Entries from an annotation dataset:
____________________

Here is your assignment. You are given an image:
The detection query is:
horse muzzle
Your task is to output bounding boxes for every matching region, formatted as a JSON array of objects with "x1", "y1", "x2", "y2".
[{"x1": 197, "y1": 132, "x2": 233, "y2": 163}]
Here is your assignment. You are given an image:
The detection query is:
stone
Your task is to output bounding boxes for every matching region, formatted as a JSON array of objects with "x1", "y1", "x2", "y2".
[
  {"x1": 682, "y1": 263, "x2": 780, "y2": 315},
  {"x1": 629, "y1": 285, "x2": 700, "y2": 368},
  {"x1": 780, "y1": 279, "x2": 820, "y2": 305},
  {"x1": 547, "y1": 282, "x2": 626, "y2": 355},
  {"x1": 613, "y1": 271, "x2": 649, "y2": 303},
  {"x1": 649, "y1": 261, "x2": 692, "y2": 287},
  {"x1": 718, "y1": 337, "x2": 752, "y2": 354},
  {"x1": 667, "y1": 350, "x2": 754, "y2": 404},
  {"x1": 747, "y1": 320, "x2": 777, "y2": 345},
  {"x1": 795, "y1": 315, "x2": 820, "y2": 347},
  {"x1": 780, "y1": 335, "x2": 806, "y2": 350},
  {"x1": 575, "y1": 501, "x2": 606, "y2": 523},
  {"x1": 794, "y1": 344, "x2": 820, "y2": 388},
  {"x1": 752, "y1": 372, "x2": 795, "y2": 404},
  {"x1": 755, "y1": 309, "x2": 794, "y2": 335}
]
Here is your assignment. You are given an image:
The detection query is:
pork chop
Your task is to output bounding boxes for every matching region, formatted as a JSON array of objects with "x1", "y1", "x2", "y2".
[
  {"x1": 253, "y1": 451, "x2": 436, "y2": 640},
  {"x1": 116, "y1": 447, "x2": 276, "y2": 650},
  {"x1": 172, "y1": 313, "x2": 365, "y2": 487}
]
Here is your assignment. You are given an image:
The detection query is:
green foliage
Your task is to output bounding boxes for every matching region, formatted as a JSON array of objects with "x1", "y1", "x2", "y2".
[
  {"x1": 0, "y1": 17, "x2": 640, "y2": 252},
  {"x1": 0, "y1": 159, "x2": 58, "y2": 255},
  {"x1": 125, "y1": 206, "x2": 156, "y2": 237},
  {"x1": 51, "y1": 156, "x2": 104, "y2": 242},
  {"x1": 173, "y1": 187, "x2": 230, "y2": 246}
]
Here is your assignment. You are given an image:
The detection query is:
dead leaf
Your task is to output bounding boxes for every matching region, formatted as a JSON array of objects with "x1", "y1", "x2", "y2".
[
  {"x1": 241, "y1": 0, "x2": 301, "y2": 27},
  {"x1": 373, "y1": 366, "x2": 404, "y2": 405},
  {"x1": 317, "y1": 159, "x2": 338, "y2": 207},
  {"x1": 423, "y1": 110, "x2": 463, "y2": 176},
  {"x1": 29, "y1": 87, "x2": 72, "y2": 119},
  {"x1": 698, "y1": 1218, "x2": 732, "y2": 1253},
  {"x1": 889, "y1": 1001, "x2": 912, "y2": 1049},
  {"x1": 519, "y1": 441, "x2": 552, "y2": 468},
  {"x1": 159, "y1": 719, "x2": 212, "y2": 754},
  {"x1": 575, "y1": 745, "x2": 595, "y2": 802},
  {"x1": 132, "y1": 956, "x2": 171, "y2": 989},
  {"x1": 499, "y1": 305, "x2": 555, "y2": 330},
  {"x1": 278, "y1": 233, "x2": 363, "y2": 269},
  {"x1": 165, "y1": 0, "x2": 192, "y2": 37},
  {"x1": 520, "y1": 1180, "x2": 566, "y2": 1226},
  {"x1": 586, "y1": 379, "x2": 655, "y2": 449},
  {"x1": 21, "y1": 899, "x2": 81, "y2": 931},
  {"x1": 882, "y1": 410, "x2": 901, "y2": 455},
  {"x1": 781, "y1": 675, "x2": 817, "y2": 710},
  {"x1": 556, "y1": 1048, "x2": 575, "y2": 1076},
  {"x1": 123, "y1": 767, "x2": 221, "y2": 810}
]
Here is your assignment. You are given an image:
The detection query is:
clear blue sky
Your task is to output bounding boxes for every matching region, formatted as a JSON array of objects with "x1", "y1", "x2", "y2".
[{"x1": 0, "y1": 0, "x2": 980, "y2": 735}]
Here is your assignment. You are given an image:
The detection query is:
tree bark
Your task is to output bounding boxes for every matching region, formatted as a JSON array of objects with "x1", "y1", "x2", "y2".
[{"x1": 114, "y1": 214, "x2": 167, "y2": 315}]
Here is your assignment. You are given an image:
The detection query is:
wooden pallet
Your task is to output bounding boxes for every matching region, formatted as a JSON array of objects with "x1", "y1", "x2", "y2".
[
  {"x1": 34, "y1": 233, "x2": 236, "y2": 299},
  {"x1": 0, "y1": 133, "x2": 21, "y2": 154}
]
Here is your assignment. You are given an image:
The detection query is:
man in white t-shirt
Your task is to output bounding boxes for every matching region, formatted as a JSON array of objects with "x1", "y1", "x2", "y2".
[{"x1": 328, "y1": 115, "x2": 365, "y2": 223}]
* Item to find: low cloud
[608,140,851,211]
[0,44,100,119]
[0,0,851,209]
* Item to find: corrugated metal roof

____________________

Task to complete ▸ Retype every line of the listing above word for word.

Output below ▸
Here is your assignment. You are given an image:
The detection query is:
horse muzzle
Your task is to output bounding boxes for every matching region, formatted as a JSON array of objects with "x1", "y1", "x2", "y2".
[{"x1": 197, "y1": 132, "x2": 233, "y2": 163}]
Here is your assignment. You are given an image:
The detection query is:
stone
Your task is to output bounding boxes for every matching region, formatted as a JSON array of objects with "x1", "y1", "x2", "y2".
[
  {"x1": 682, "y1": 263, "x2": 780, "y2": 315},
  {"x1": 629, "y1": 285, "x2": 700, "y2": 368},
  {"x1": 780, "y1": 279, "x2": 820, "y2": 305},
  {"x1": 547, "y1": 282, "x2": 626, "y2": 355},
  {"x1": 613, "y1": 271, "x2": 649, "y2": 303},
  {"x1": 649, "y1": 261, "x2": 692, "y2": 287},
  {"x1": 718, "y1": 337, "x2": 752, "y2": 354},
  {"x1": 667, "y1": 350, "x2": 754, "y2": 404},
  {"x1": 747, "y1": 320, "x2": 777, "y2": 345},
  {"x1": 795, "y1": 315, "x2": 820, "y2": 347},
  {"x1": 780, "y1": 335, "x2": 806, "y2": 350},
  {"x1": 575, "y1": 501, "x2": 606, "y2": 523},
  {"x1": 794, "y1": 344, "x2": 820, "y2": 388},
  {"x1": 752, "y1": 372, "x2": 795, "y2": 404},
  {"x1": 755, "y1": 309, "x2": 794, "y2": 335}
]
Here is your assignment. You are given an image:
The detection query is:
pork chop
Your task is to output bounding boxes for every matching region, formatted as a JSON array of objects with "x1", "y1", "x2", "y2".
[
  {"x1": 253, "y1": 451, "x2": 436, "y2": 640},
  {"x1": 116, "y1": 447, "x2": 276, "y2": 650},
  {"x1": 172, "y1": 313, "x2": 365, "y2": 487}
]
Here is your assignment. You are given an image:
The detection query is:
green foliage
Your task is to output bounding boxes for every matching region, formatted as a JSON array of objects with "x1", "y1", "x2", "y2".
[
  {"x1": 0, "y1": 17, "x2": 640, "y2": 252},
  {"x1": 0, "y1": 159, "x2": 58, "y2": 255},
  {"x1": 125, "y1": 206, "x2": 156, "y2": 237},
  {"x1": 51, "y1": 156, "x2": 104, "y2": 242},
  {"x1": 173, "y1": 187, "x2": 230, "y2": 246}
]
Here is your assignment. You are given an image:
The detection query is:
dead leaf
Your task is to output bounding boxes for every matching region, formatted as a JSON array of objects with "x1", "y1", "x2", "y2".
[
  {"x1": 241, "y1": 0, "x2": 301, "y2": 27},
  {"x1": 373, "y1": 366, "x2": 404, "y2": 405},
  {"x1": 317, "y1": 159, "x2": 338, "y2": 207},
  {"x1": 423, "y1": 110, "x2": 463, "y2": 176},
  {"x1": 29, "y1": 87, "x2": 72, "y2": 119},
  {"x1": 698, "y1": 1218, "x2": 732, "y2": 1253},
  {"x1": 889, "y1": 1001, "x2": 912, "y2": 1049},
  {"x1": 519, "y1": 441, "x2": 552, "y2": 468},
  {"x1": 159, "y1": 719, "x2": 212, "y2": 754},
  {"x1": 575, "y1": 745, "x2": 595, "y2": 802},
  {"x1": 132, "y1": 956, "x2": 171, "y2": 989},
  {"x1": 499, "y1": 305, "x2": 555, "y2": 330},
  {"x1": 278, "y1": 233, "x2": 363, "y2": 269},
  {"x1": 165, "y1": 0, "x2": 192, "y2": 37},
  {"x1": 520, "y1": 1180, "x2": 566, "y2": 1226},
  {"x1": 586, "y1": 379, "x2": 655, "y2": 449},
  {"x1": 21, "y1": 899, "x2": 81, "y2": 931},
  {"x1": 882, "y1": 410, "x2": 901, "y2": 455},
  {"x1": 781, "y1": 675, "x2": 817, "y2": 710},
  {"x1": 556, "y1": 1048, "x2": 575, "y2": 1076},
  {"x1": 123, "y1": 767, "x2": 221, "y2": 810}
]
Here is your assignment. You are given an image:
The detection query is:
clear blue sky
Your task is to output bounding boxes for every matching region, formatted as a JSON array of objects with "x1", "y1", "x2", "y2".
[{"x1": 0, "y1": 0, "x2": 980, "y2": 735}]
Here is your assignment. You are given an image:
The detection query is:
tree bark
Your task is to output bounding boxes for every matching region, formatted as a JSON array of objects with "x1", "y1", "x2", "y2".
[{"x1": 114, "y1": 214, "x2": 167, "y2": 315}]
Here is your assignment. You are given an image:
The detection query is:
wooden pallet
Your task is to output bounding boxes for every matching region, formatted as a JSON array of objects with "x1", "y1", "x2", "y2".
[
  {"x1": 34, "y1": 233, "x2": 236, "y2": 299},
  {"x1": 0, "y1": 133, "x2": 21, "y2": 154}
]
Here is your assignment. You are given an image:
The detection query is:
man in white t-shirt
Your task is to output bounding boxes for every matching region, formatted as a JSON array of objects with "x1", "y1", "x2", "y2".
[{"x1": 328, "y1": 115, "x2": 365, "y2": 223}]
* Item to find: low cloud
[608,140,851,211]
[0,44,100,119]
[0,0,851,209]
* Item to find: corrugated metal roof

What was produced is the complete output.